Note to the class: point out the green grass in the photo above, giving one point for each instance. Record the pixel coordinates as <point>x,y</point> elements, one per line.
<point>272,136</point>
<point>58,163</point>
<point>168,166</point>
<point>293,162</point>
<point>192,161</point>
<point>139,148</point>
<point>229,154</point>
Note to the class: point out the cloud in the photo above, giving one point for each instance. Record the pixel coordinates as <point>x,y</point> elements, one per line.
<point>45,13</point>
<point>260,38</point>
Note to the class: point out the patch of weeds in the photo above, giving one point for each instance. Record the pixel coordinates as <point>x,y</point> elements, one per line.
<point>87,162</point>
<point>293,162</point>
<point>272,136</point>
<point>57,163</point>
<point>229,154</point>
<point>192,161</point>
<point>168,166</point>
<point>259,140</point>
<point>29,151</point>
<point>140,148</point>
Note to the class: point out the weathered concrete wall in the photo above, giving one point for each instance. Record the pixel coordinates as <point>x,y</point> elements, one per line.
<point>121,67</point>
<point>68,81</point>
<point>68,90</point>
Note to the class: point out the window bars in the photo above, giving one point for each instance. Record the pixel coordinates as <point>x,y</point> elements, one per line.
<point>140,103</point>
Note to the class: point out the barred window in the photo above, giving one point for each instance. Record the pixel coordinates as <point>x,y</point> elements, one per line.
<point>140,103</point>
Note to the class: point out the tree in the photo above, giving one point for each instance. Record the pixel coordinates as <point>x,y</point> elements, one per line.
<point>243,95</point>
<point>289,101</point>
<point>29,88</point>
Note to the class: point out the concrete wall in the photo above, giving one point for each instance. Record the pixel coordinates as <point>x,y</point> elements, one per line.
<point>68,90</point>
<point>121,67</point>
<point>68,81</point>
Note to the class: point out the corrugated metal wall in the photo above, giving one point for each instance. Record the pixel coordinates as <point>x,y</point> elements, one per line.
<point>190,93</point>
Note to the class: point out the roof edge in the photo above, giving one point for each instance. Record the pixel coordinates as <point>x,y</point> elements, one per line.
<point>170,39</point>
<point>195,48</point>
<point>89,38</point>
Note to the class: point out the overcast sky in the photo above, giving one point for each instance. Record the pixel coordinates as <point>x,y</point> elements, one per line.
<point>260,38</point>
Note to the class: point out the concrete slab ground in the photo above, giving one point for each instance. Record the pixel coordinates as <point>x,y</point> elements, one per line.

+++

What needs to be done: Start at the top line of the records and retype them all exactly.

Exercise solution:
Note to the class: point out the green grass in the photo above, giving one point for each instance. Record the pixel coordinates as <point>x,y</point> elements, one per line.
<point>272,136</point>
<point>58,163</point>
<point>168,166</point>
<point>293,162</point>
<point>192,161</point>
<point>139,148</point>
<point>229,154</point>
Note to the class: point out the cloud in the photo above, giving one point for each instance. Record the pixel coordinates as <point>x,y</point> elements, one per line.
<point>45,13</point>
<point>260,38</point>
Note to the class: point out the patch of weeds in the photo above, giving one point for each instance. Record the pixel coordinates as <point>x,y</point> elements, one per line.
<point>87,162</point>
<point>293,162</point>
<point>272,136</point>
<point>57,163</point>
<point>229,154</point>
<point>192,161</point>
<point>168,166</point>
<point>259,140</point>
<point>29,151</point>
<point>140,148</point>
Note to the class: point out the weathered concrete wall in the photo above, giving one point for each instance. Record the pixel coordinates as <point>x,y</point> elements, one per line.
<point>121,67</point>
<point>68,81</point>
<point>68,90</point>
Note to the class: point out the window bars in the photo above, giving one point for each instance. Record the pixel coordinates as <point>x,y</point> elements, one per line.
<point>140,103</point>
Note to the class: point out the barred window in the photo above, giving one point for each instance. Record the pixel coordinates as <point>x,y</point> elements, one per line.
<point>140,103</point>
Note to the class: point out the tree in the photo above, giving one point for each instance. Record the pixel coordinates as <point>x,y</point> elements, one per line.
<point>243,95</point>
<point>289,101</point>
<point>29,88</point>
Note to the class: point out the concrete wall in the photo above, giving one point for each instance. Record the pixel coordinates as <point>x,y</point> elements, one per line.
<point>68,90</point>
<point>121,67</point>
<point>68,81</point>
Note to the class: point out the corrugated metal wall in the photo above, giving one point for each instance. Record the pixel coordinates as <point>x,y</point> elements, one per line.
<point>190,93</point>
Note to the class: point out the roof edge in the photo above, giving one point for each instance. Record the pixel coordinates as <point>x,y</point> elements, one per line.
<point>170,39</point>
<point>195,48</point>
<point>89,38</point>
Note to the class: point out the overcast sky in the photo above, giving one point for each instance. Record the pixel coordinates as <point>x,y</point> elements, one per line.
<point>260,38</point>
Note to the class: point out the concrete slab ground in the photo above, giving one point for each instance. Record the pixel coordinates as <point>x,y</point> elements, one per line.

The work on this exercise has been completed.